> _Entries for location identification_:
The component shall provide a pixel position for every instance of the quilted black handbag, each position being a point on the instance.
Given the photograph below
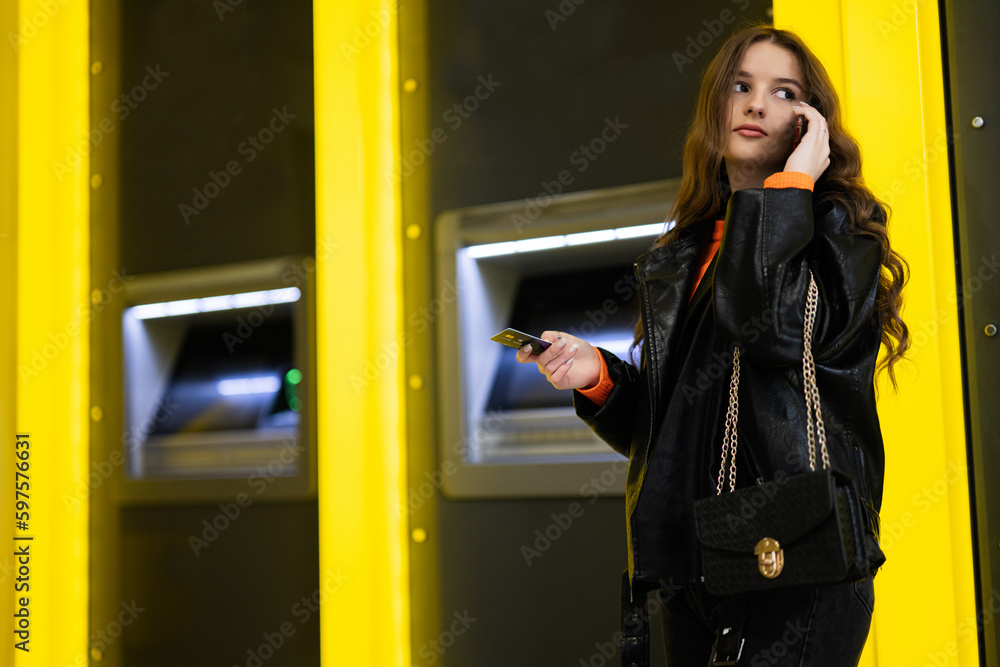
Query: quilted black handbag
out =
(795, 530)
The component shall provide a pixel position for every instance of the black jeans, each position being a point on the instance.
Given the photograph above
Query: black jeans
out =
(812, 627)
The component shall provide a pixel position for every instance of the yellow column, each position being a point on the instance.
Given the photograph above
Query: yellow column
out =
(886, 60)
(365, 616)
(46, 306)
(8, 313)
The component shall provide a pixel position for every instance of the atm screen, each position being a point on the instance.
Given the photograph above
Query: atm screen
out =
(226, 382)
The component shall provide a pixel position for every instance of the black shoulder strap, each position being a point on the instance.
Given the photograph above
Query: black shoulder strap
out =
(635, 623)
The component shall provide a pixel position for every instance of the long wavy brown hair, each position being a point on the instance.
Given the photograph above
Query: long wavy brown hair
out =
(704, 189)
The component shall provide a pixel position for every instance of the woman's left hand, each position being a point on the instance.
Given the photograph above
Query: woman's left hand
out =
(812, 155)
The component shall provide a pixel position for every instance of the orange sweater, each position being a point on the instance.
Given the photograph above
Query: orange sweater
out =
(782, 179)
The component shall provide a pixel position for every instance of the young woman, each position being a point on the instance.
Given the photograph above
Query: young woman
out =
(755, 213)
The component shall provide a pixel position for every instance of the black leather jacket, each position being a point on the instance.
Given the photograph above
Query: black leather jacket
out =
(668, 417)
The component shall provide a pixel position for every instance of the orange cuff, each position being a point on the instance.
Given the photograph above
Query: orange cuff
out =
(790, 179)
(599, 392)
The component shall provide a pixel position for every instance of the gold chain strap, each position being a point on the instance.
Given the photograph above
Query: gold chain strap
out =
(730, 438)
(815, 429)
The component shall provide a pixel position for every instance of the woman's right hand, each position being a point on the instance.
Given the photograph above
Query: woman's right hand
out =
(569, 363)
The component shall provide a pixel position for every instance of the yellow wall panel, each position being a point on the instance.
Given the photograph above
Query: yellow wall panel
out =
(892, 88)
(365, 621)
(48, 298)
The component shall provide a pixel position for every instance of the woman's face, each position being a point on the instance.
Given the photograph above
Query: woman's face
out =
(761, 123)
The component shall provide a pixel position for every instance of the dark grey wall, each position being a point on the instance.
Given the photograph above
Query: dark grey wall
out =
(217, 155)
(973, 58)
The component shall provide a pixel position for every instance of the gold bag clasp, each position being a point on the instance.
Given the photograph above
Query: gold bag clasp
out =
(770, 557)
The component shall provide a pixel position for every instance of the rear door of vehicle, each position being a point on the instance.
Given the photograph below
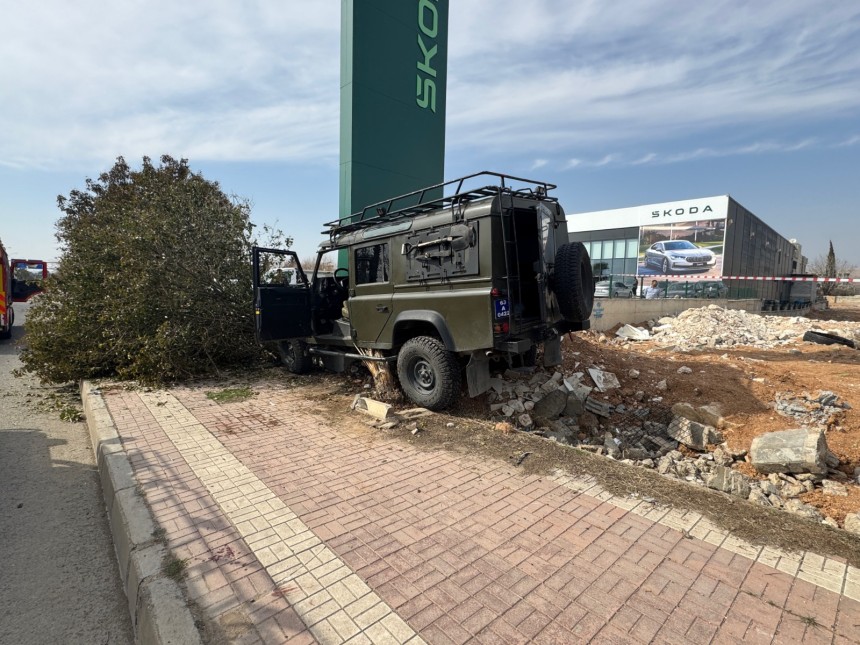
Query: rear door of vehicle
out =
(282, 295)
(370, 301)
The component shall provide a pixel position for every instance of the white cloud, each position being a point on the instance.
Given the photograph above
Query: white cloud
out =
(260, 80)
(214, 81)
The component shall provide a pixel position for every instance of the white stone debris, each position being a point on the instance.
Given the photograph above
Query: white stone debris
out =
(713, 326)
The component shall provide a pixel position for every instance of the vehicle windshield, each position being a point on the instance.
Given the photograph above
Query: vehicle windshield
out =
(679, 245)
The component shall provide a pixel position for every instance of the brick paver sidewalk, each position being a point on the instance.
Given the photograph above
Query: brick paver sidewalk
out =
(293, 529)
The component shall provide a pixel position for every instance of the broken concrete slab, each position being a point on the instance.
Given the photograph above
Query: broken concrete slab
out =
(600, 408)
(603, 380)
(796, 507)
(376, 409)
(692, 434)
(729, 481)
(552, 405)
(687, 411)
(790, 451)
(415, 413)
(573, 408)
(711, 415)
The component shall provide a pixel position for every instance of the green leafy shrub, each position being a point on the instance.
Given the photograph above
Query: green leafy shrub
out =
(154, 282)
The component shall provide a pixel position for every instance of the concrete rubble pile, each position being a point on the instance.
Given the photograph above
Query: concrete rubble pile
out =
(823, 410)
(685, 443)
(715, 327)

* * *

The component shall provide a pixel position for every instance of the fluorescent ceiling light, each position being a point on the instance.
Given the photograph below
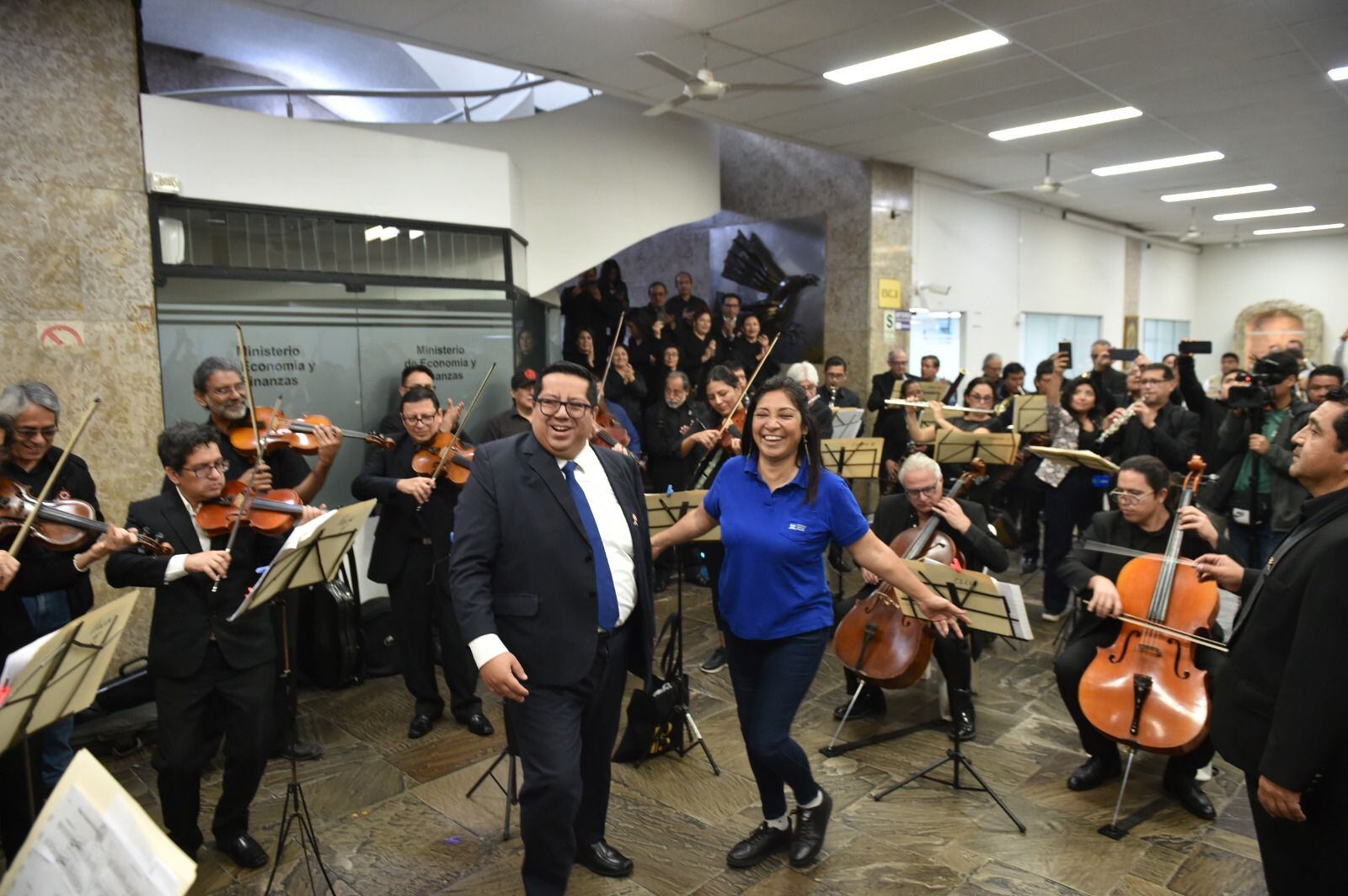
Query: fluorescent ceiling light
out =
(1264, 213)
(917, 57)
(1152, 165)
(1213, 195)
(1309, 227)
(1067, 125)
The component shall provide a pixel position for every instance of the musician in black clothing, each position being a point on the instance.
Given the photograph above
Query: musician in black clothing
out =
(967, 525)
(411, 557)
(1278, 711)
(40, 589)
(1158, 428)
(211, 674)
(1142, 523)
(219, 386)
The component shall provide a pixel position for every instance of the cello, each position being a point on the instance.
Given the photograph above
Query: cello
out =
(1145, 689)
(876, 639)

> _Description of the task_: Locate each line in the items above that contains the string "shoulder", treating uppercase and lowercase as different, and copy every such line.

> _Response below_:
The component shall provide a pixel position for every instance of the black shoulder strap, each position being a point on the instance.
Query: black shoulder strap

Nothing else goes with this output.